Format the data below as a JSON list of strings, one per line, starting at the line that contains "Q: For each instance of the dry" and ending at the end of the data, with blank lines left out. Leave the pictures out.

== Information given ==
☆ ☆ ☆ ☆ ☆
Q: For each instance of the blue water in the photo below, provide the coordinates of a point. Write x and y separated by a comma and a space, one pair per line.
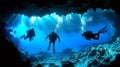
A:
69, 27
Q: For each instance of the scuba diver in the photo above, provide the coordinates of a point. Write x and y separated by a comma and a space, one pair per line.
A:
52, 37
90, 35
30, 34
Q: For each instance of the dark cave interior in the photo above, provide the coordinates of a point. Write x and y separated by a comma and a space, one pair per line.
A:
10, 56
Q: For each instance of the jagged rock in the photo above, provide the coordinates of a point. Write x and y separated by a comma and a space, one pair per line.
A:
92, 53
39, 65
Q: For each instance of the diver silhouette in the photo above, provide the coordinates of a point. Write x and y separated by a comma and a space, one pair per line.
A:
30, 34
52, 37
90, 35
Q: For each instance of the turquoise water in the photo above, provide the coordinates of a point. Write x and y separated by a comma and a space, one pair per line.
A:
69, 27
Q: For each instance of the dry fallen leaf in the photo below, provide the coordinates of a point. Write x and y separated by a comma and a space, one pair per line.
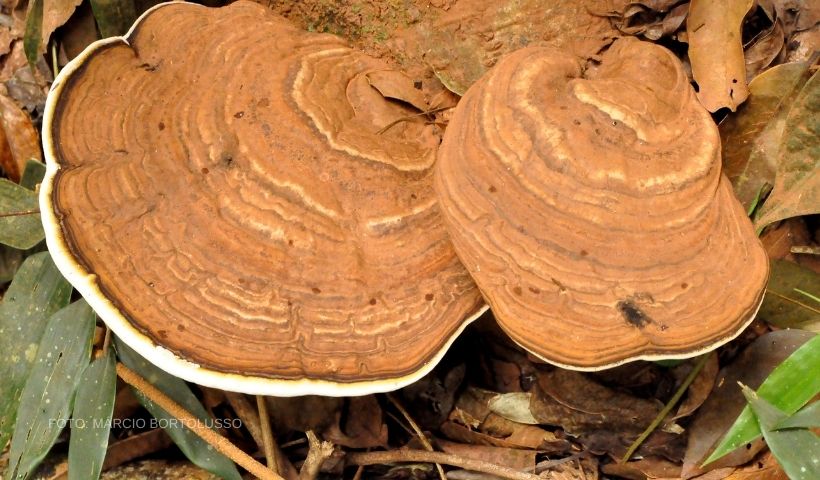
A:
☆ ☆ ☆ ☆ ☆
== Output for this exercise ==
[
  "Q: For each instance of the dry fallen leaf in the photo below, provide the coordinates of a point. Write x and y separated by a comma and a space, one pair per line.",
  "A:"
]